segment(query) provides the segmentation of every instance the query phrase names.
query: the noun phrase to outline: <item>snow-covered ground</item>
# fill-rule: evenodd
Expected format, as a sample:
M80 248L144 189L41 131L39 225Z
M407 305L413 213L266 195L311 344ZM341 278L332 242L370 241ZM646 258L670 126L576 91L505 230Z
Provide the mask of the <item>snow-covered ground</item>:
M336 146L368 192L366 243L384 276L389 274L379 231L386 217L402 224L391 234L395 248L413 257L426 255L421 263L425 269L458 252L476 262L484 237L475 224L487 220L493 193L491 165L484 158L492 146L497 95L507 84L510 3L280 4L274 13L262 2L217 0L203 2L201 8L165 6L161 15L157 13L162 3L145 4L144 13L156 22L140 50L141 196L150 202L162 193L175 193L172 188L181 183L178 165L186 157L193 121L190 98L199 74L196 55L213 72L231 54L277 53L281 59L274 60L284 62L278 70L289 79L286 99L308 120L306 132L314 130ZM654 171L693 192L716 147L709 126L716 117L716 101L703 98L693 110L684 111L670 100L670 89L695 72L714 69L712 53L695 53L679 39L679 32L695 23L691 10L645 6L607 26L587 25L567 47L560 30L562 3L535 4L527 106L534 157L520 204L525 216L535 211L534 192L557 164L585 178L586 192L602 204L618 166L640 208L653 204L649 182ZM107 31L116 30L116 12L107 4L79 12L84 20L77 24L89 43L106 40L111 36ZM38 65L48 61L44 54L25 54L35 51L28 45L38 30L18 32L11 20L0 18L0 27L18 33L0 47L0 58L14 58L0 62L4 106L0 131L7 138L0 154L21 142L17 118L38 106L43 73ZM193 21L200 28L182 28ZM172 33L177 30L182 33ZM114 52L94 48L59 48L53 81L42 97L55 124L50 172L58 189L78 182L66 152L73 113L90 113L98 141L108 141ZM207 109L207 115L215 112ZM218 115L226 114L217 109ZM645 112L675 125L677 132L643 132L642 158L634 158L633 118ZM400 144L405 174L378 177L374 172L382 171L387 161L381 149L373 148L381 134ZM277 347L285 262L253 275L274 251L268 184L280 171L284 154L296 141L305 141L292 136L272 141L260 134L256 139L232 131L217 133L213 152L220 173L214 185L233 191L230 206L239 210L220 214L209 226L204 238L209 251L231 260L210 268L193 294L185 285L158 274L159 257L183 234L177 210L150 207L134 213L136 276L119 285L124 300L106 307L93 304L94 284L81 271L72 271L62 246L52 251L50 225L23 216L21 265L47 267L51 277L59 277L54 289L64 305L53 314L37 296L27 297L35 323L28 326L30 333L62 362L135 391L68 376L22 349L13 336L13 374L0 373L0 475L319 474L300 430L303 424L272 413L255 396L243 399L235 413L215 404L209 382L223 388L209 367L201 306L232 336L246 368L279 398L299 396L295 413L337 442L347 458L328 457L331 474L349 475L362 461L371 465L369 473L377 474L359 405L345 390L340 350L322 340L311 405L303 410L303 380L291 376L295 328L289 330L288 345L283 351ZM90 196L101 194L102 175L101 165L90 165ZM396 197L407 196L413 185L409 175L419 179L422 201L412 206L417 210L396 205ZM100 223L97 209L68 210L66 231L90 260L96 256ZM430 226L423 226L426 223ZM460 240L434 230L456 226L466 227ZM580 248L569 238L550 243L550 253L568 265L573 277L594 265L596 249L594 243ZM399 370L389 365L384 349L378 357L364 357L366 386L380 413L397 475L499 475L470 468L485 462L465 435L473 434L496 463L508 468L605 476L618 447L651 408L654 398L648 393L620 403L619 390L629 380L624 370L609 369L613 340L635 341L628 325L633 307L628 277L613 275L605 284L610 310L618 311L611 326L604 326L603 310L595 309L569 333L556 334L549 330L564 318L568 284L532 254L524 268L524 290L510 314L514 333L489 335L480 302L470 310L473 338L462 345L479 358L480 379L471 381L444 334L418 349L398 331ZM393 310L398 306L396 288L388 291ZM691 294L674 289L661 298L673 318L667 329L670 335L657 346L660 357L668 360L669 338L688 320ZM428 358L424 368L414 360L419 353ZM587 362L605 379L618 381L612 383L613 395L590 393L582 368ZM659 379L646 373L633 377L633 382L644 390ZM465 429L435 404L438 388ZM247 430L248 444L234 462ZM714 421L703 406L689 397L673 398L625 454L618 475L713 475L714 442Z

* 課題の概要
すべての行で「snow-covered ground」を「snowy field」に置き換え、それ以外は変えずに書き直す。

* 解答全文
segment(query) provides the segmentation of every instance the query phrase names.
query: the noun phrase to outline: <item>snowy field</item>
# fill-rule: evenodd
Expected format, as a sample:
M80 248L144 189L41 131L39 225Z
M407 305L413 213L266 195L311 344ZM341 278L332 242L370 241ZM646 258L670 126L576 91L505 230Z
Provide the mask of the <item>snowy field</item>:
M336 146L368 192L366 243L384 276L389 274L379 231L386 217L402 224L391 234L395 248L413 257L426 255L421 263L425 269L458 252L476 262L484 237L475 224L487 220L493 193L491 165L484 158L492 146L497 95L507 84L510 3L280 4L274 13L262 2L217 0L203 2L201 8L165 6L161 15L157 13L162 3L145 4L144 13L156 22L140 50L141 196L150 202L162 193L175 193L172 188L181 183L178 165L186 157L193 121L190 98L199 74L196 55L213 72L231 54L277 53L281 59L274 60L284 62L278 70L289 79L286 99L308 120L306 132L314 130ZM654 171L693 192L716 147L709 126L716 117L716 101L703 98L693 110L684 111L670 100L670 89L695 72L714 69L712 53L695 53L679 39L679 32L695 23L691 10L645 6L607 26L587 25L567 47L560 30L562 3L535 4L527 106L534 157L520 204L525 216L535 211L534 192L557 164L585 178L586 192L602 204L618 166L640 208L653 204L649 182ZM107 31L116 30L116 12L107 4L79 12L84 20L77 24L89 43L106 40L111 36ZM38 65L48 61L44 54L25 54L35 51L28 45L38 30L18 32L11 20L0 18L0 27L18 33L0 47L0 58L14 58L0 62L4 106L0 131L7 138L0 154L21 142L17 118L38 106L43 73ZM193 21L200 28L182 28ZM172 33L177 30L182 33ZM114 52L94 48L59 48L53 81L42 97L55 124L50 172L58 189L78 182L66 152L73 113L90 113L98 141L108 141ZM207 109L207 115L215 112ZM218 115L226 114L217 109ZM645 112L675 125L677 132L643 132L642 158L634 158L633 118ZM400 144L405 174L378 177L374 172L382 171L387 161L381 149L373 148L381 134ZM277 347L285 262L253 275L274 251L268 184L280 171L284 154L296 141L305 141L292 136L272 141L260 134L256 139L232 131L217 133L213 152L220 173L214 185L233 191L230 206L239 210L220 214L209 226L204 238L209 251L231 260L210 268L193 294L185 285L158 274L159 257L183 234L177 210L150 207L134 213L136 276L119 285L124 300L106 307L93 304L94 284L81 271L72 271L62 246L52 251L50 225L23 216L21 265L47 267L51 277L59 277L54 289L64 305L53 314L37 296L27 297L35 323L28 326L30 333L62 362L135 391L68 376L22 349L13 336L13 374L0 373L0 475L319 474L300 430L303 424L272 413L255 396L243 399L235 413L215 404L209 382L223 388L209 367L201 306L232 336L246 368L279 398L299 396L295 413L337 442L347 458L328 457L331 474L349 475L362 461L371 465L369 473L377 474L359 405L345 390L340 350L322 340L311 405L303 410L303 380L291 376L295 328L289 330L288 345L283 351ZM90 196L101 194L102 175L101 165L90 165ZM396 197L407 196L413 185L409 175L419 179L422 201L412 206L417 210L396 205ZM100 223L97 209L68 210L66 231L90 260L96 256ZM430 226L423 226L426 223ZM460 240L434 230L456 226L466 227ZM580 248L569 238L550 243L550 253L568 265L573 277L594 265L596 249L594 243ZM399 370L389 365L384 349L378 357L364 357L366 386L380 413L397 475L499 475L470 468L485 462L465 435L473 434L496 463L508 468L605 476L618 447L651 408L654 398L648 393L620 403L619 390L629 380L624 370L609 369L613 340L635 341L628 325L633 307L628 277L613 275L605 284L610 310L618 311L611 326L604 326L603 310L595 309L569 333L556 334L549 330L564 318L568 284L532 254L524 268L524 290L510 314L514 333L489 335L480 302L470 310L473 338L462 345L479 358L480 379L471 381L444 334L418 349L398 331ZM393 310L398 306L396 288L388 291ZM691 294L674 289L661 298L673 318L667 329L670 335L657 346L660 357L668 360L669 338L688 320ZM428 358L424 368L414 360L419 353ZM587 362L605 379L618 381L612 383L613 395L590 393L582 368ZM659 379L646 373L633 377L633 382L644 390ZM465 429L435 404L438 388ZM247 430L248 444L234 462ZM714 421L703 406L689 397L673 398L625 454L618 475L713 475L714 442Z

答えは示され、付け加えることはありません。